Page >>
□ □ □ □ □
Davison's McRill Packs Plenty of Thrills

August 30, 2016

By Bill Khan
Special for Second Half

DAVISON — The sense of excitement is palpable when Brenden McRill recalls one of the biggest adrenaline rushes he's had on a football field.

He's in his third year as Davison's starting quarterback, but it's the one time he got to play on the other side of the ball that makes McRill really light up.

Although he's put up impressive numbers at the game's most glamorous position, the opportunity to make eight tackles as a safety in a first-round playoff loss to Lapeer last season was about as fun as it gets for McRill.

"Oh, it felt great," he said. "I was so excited for that, because I hadn't played defense since my freshman year. I was ready to go out there and hit somebody."

Spoken like a true ... wrestler.

The willingness to absorb punishment is considered a barometer of toughness for a quarterback, and McRill is certainly willing to do that for the good of the team. Most quarterbacks, however, don't get as hyped as McRill to deliver a blow.

But he isn't wired like most quarterbacks, which is why Davison coach Kyle Zimmerman could confidently add the following hash tag to a Twitter post about McRill: #MyQBIsTougherThanYours.

The groundwork for McRill's unique makeup was forged on the wrestling mats of the Davison youth program and fine-tuned at the high school level under the guidance of Roy Hall, who has coached the Cardinals to six MHSAA team championships and four runner-up finishes since 2000.

McRill was the MHSAA Division 1 champion at 189 pounds as a junior.

"It definitely makes me different, because I love to hit," McRill said of his wrestling background. "If I'm near the sideline and see a guy, I'm going for the hit; I'm not sliding. That aggressiveness and toughness has definitely helped me."

While McRill is as tough as they come, Zimmerman is reluctant to have his quarterback playing both ways on a regular basis.
□ □ □ □ □
To be done >>
a - Answer these about the McRill article:
(i) How many tackles did McRill make as a safety in the playoff loss to Lapeer?
(ii) At what weight did McRill win the MHSAA Division 1 title as a junior?
(iii) How many MHSAA team championships has Roy Hall coached the Cardinals to since 2000?
b - Identify each line in the entries that contains the word "sponsor", and copy those lines out in full.
□ □ □ □ □
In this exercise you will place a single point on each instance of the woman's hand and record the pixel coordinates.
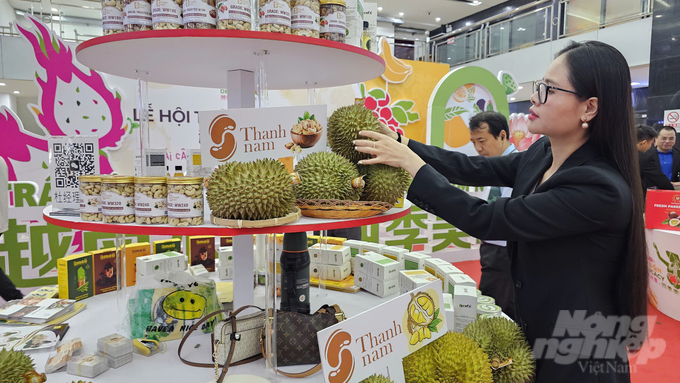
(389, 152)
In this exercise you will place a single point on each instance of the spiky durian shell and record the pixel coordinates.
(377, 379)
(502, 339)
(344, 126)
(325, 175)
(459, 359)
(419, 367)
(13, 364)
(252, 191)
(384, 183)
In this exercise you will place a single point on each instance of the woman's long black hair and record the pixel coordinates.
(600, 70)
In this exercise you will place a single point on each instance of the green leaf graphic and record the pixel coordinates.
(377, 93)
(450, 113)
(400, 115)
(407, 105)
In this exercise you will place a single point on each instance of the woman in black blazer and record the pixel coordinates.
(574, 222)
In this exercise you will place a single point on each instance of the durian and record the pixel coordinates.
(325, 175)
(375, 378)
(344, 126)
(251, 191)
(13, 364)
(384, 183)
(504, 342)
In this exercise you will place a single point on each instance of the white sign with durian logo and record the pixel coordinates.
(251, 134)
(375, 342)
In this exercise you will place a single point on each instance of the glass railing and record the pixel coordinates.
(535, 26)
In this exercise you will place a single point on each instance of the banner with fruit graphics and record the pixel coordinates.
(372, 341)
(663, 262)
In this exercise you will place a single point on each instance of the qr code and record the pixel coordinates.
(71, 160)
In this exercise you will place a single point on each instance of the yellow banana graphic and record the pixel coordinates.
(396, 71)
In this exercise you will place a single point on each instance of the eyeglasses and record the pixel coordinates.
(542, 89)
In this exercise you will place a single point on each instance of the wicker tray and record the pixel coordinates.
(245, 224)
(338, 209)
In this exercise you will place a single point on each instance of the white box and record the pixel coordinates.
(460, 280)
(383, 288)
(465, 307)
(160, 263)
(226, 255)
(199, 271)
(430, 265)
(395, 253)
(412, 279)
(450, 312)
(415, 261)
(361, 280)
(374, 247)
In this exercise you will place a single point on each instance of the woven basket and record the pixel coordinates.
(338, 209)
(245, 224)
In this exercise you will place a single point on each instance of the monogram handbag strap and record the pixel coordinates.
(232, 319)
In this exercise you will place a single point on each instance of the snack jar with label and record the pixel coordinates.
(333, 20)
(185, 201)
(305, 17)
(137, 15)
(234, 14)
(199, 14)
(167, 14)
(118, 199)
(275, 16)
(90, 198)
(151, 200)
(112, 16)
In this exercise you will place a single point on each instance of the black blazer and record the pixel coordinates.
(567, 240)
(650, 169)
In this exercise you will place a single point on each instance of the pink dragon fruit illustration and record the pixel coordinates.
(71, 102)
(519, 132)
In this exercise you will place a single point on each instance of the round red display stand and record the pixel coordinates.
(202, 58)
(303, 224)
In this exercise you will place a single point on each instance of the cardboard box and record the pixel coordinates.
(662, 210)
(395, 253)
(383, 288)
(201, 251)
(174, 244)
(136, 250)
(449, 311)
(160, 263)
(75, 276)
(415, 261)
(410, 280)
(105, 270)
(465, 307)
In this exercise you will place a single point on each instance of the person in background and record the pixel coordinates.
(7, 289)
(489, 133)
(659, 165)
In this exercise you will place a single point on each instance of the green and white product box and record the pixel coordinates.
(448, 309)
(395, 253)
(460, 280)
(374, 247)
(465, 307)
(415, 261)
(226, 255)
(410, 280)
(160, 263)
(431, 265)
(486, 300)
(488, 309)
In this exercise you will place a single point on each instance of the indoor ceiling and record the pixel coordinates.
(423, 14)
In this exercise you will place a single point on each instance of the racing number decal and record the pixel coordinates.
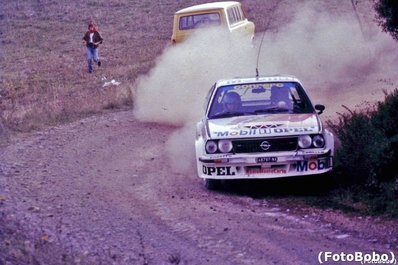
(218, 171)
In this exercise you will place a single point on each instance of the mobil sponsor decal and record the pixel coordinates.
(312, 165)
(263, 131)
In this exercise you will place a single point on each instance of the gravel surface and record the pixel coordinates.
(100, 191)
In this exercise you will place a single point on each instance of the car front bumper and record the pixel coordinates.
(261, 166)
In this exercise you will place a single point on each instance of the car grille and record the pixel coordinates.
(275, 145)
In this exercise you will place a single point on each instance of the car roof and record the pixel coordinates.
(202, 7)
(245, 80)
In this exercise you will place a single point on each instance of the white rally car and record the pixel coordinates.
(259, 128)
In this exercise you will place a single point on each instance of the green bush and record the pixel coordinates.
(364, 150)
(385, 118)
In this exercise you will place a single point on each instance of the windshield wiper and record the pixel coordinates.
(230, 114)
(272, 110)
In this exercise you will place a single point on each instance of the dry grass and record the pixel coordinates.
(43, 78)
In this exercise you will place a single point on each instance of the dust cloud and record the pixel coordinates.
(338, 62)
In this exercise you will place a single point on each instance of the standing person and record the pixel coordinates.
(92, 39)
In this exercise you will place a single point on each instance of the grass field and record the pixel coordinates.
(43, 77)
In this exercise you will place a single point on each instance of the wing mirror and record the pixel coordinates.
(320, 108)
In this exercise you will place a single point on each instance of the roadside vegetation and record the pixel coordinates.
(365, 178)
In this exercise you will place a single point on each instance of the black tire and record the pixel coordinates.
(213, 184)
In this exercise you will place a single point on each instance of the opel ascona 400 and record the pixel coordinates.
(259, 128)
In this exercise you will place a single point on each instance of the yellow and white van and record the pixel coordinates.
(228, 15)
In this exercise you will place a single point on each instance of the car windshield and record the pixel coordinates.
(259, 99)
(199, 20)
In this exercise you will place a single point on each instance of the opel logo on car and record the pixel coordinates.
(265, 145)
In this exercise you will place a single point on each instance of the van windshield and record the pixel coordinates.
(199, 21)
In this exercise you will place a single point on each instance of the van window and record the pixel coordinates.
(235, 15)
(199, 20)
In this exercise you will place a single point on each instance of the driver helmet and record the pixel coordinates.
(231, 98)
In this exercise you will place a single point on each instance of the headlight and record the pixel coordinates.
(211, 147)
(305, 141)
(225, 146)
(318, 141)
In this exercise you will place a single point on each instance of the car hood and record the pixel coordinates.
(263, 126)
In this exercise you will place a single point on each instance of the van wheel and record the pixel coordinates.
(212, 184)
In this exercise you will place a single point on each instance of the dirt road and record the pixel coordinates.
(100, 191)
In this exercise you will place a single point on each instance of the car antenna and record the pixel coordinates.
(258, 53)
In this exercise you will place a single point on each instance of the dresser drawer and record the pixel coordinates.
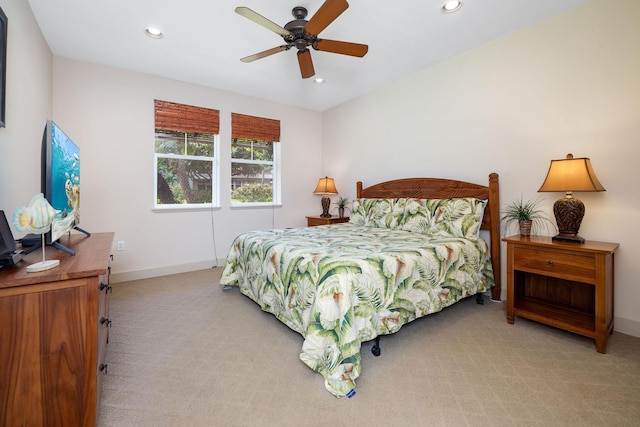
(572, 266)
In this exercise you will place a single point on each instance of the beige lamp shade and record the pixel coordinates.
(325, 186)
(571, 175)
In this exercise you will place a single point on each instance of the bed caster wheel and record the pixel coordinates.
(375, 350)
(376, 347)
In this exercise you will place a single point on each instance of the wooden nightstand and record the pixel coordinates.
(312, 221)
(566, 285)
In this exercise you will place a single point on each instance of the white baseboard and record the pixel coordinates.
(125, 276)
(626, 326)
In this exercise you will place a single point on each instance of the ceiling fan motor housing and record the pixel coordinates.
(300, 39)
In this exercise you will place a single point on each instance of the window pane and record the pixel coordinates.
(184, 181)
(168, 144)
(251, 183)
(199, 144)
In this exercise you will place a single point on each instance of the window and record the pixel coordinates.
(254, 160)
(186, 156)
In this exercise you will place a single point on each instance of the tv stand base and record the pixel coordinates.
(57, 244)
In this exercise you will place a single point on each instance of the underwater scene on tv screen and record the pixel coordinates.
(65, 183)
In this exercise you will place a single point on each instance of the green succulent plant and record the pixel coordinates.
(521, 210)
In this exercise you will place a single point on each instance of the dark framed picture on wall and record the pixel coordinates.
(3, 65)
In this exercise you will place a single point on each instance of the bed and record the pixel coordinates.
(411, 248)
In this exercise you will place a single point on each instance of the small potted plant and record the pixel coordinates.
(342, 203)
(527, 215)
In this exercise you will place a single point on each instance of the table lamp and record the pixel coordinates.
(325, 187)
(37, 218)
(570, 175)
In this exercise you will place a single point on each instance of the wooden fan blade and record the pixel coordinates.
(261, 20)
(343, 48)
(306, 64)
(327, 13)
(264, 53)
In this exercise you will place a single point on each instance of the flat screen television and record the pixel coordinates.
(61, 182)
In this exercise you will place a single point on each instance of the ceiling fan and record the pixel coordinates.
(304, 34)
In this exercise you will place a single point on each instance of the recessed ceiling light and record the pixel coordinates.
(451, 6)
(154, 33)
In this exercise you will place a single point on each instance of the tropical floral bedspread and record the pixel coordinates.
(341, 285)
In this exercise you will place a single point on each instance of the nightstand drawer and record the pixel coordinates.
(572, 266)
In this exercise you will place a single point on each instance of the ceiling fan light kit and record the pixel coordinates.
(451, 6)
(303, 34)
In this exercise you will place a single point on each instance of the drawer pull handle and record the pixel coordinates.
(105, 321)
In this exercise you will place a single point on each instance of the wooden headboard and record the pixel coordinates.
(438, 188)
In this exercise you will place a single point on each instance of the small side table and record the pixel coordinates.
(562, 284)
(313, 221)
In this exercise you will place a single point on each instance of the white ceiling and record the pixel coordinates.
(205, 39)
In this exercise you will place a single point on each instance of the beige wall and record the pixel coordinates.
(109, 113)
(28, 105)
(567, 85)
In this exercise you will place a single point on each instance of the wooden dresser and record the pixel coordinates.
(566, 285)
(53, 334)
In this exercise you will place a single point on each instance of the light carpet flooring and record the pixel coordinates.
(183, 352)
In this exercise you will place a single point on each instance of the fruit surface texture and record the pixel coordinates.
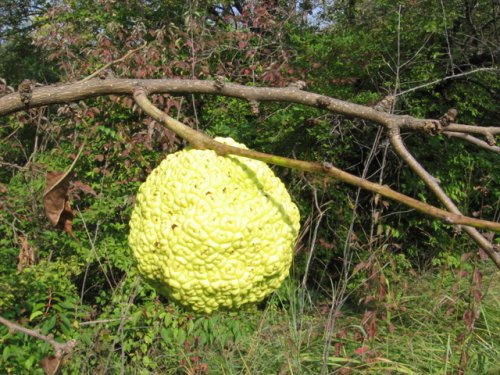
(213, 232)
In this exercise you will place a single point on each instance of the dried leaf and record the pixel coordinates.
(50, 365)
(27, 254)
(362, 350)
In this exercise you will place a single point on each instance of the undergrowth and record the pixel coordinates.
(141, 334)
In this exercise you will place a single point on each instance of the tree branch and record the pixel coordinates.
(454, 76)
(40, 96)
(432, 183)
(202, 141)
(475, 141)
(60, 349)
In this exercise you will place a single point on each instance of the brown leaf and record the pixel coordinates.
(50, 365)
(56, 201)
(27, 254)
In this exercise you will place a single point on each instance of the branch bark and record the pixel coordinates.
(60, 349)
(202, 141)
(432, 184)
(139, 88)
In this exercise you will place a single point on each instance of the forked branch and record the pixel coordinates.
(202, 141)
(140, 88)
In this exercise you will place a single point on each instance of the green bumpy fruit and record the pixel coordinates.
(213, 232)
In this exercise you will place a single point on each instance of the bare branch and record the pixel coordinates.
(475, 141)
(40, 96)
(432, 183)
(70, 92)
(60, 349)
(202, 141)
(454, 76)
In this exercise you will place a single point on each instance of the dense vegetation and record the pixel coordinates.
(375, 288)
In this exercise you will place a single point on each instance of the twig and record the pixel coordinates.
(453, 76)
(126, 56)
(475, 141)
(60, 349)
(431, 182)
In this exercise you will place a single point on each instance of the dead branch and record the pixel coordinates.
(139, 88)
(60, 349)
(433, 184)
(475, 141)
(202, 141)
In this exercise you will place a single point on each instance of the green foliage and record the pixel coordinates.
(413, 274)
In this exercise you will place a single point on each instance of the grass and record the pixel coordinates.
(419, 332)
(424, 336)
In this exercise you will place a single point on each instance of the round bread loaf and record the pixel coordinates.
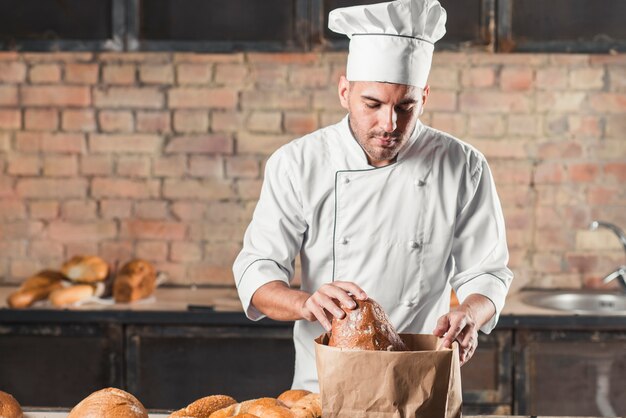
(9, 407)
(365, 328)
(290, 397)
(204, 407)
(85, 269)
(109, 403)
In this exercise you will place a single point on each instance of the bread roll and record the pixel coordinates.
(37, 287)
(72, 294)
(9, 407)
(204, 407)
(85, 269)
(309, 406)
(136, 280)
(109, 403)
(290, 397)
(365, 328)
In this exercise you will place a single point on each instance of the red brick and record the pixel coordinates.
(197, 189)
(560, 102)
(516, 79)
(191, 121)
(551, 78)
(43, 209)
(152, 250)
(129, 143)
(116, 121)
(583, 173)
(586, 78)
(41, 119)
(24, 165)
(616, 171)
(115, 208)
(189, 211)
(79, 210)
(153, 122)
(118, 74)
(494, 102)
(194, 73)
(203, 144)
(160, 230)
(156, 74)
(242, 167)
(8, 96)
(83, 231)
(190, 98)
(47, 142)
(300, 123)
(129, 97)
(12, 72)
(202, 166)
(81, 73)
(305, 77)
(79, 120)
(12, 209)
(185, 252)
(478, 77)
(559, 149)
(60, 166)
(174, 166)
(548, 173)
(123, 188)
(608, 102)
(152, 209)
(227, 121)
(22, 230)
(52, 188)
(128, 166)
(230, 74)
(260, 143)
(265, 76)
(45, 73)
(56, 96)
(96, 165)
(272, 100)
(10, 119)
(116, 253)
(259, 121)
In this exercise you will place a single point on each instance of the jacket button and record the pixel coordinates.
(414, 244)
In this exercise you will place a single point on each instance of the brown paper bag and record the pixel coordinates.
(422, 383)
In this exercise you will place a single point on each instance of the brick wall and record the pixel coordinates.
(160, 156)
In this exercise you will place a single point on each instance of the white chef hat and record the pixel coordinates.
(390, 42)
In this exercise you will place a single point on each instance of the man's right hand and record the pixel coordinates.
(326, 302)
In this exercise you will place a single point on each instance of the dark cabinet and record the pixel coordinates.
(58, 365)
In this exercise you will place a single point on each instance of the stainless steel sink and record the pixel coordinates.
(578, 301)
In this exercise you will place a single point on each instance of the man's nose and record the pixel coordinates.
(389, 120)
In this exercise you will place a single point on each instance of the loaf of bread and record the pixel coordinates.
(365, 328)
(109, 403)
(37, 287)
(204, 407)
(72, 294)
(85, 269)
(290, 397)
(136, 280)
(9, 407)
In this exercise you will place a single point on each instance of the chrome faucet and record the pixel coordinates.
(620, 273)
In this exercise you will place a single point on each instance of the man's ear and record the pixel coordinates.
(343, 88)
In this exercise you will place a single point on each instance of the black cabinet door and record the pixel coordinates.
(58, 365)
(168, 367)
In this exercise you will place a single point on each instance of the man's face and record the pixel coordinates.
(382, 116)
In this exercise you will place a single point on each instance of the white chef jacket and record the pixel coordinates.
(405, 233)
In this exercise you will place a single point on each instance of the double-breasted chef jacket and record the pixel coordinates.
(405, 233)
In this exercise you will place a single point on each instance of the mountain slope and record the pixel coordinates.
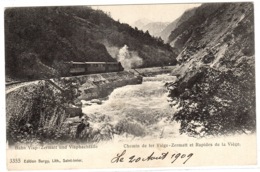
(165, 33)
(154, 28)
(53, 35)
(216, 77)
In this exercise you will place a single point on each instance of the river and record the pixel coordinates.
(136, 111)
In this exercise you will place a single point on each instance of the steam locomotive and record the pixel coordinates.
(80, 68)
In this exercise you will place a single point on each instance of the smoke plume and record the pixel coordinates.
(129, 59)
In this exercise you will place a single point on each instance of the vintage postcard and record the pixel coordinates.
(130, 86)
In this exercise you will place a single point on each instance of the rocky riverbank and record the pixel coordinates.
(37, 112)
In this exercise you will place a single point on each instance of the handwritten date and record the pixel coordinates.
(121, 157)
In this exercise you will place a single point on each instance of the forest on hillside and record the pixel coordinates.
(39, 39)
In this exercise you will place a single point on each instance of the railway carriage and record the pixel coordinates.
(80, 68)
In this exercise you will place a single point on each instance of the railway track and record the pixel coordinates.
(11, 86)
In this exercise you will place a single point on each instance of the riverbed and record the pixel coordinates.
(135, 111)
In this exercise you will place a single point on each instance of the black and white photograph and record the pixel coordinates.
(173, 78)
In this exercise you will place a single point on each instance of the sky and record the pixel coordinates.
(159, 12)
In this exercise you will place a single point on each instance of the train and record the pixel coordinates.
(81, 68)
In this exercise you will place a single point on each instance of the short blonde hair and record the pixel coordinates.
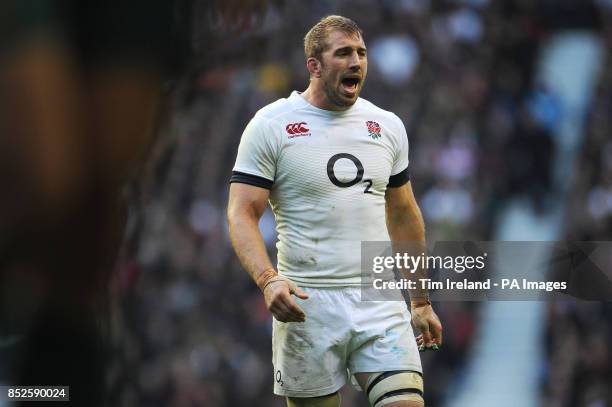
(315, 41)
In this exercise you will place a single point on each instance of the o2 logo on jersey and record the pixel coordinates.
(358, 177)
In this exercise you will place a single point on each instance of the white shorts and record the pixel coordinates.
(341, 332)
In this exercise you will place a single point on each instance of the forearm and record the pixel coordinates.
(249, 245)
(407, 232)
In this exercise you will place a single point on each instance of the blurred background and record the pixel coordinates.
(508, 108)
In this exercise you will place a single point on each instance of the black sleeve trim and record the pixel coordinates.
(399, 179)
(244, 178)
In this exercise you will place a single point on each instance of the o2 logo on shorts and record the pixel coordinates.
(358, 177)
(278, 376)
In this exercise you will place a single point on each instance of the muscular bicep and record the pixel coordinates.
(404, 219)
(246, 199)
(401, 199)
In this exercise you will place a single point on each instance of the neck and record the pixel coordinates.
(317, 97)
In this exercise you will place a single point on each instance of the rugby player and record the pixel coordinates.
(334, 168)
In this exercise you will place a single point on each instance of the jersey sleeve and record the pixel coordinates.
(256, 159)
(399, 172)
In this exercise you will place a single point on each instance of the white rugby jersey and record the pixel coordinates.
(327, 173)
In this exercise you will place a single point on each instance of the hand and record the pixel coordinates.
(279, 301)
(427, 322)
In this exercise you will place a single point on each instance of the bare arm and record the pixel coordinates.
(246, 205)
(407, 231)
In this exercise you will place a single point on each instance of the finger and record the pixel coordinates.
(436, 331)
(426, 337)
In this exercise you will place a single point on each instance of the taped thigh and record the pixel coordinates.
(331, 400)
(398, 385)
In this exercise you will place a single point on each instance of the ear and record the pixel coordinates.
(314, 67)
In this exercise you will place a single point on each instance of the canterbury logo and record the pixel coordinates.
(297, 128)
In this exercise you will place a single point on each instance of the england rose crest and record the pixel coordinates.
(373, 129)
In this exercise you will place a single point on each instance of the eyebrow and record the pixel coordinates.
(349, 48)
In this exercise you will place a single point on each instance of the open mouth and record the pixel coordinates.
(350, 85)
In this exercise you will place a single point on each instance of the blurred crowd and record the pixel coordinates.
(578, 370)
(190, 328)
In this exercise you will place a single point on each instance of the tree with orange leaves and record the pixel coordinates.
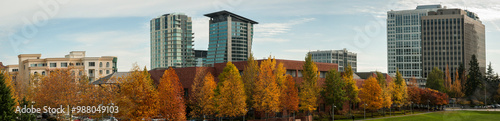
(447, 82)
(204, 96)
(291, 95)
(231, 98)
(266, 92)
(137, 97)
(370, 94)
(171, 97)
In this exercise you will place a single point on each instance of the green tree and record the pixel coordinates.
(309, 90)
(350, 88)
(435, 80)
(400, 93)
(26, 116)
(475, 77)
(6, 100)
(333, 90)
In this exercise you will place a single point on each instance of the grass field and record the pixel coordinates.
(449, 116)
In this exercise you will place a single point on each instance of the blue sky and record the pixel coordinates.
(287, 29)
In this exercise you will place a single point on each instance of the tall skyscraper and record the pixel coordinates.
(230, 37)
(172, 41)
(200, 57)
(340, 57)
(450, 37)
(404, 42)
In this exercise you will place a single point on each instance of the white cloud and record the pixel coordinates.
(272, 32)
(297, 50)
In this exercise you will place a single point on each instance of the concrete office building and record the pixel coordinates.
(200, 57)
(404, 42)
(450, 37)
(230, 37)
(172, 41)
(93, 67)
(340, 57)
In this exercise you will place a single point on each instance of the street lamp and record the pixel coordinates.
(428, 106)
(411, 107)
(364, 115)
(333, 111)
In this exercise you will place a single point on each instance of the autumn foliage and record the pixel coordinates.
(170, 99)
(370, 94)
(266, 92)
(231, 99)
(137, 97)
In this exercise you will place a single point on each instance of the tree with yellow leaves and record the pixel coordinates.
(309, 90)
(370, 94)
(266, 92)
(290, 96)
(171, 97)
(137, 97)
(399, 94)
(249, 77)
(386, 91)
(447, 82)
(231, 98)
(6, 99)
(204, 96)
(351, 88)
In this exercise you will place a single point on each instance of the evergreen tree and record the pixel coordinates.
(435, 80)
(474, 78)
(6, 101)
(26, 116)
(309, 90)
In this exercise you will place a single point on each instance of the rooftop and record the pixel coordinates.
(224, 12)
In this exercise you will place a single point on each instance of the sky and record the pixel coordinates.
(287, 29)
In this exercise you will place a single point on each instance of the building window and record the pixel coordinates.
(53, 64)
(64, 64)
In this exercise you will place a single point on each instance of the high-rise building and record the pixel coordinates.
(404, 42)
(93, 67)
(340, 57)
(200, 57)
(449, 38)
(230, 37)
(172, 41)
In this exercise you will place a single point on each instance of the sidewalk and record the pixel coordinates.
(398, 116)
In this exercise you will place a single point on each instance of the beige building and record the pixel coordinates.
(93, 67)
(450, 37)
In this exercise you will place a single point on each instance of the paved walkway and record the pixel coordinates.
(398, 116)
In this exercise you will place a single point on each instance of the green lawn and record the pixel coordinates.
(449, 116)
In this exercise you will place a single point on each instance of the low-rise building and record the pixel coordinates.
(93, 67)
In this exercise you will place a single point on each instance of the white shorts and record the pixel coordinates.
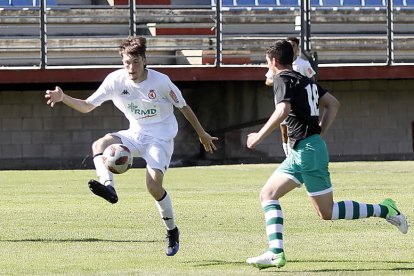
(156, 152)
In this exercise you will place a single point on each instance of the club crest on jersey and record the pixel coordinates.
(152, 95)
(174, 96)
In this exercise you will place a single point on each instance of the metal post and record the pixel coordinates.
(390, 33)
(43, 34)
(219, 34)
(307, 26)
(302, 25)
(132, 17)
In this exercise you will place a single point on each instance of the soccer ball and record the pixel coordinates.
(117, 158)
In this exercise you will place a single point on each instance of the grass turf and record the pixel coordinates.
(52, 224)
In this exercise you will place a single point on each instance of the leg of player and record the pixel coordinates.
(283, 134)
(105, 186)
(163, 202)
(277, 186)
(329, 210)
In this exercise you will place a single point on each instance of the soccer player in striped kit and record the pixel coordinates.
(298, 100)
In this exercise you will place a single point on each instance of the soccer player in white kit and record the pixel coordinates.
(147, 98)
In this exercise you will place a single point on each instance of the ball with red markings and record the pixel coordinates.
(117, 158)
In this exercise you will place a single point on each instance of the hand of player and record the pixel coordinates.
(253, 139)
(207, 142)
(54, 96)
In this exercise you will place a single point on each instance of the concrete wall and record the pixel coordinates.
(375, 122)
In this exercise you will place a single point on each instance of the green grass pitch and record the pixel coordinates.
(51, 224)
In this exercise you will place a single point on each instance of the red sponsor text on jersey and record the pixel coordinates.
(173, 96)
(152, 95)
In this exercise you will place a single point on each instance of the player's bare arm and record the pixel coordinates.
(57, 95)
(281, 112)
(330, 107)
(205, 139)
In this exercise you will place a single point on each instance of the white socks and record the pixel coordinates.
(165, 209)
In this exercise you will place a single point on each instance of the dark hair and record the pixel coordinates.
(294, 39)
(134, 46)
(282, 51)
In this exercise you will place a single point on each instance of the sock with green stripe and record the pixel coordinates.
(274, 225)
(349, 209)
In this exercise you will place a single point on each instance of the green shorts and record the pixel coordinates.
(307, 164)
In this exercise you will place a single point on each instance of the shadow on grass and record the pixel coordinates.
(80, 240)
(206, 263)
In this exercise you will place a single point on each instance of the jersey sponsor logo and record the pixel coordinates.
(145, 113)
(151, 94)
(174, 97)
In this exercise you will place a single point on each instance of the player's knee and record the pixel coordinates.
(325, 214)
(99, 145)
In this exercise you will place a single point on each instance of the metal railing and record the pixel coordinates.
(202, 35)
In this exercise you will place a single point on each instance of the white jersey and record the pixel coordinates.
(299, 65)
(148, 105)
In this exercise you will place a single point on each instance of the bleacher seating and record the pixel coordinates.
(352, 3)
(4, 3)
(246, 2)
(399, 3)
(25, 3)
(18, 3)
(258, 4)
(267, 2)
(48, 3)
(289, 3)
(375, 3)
□ □ □ □ □
Responses in order >>
a -
(i) Eight
(ii) 189 pounds
(iii) Six

b -
In this exercise you will place a single point on each instance of the mobil sponsor decal and record the pixel coordinates.
In this exercise you will place a single point on each instance of the red sponsor text on jersey and record the pixel coordinates.
In this exercise you will place a single point on each instance of the jersey sponsor logo and record the pixel coordinates.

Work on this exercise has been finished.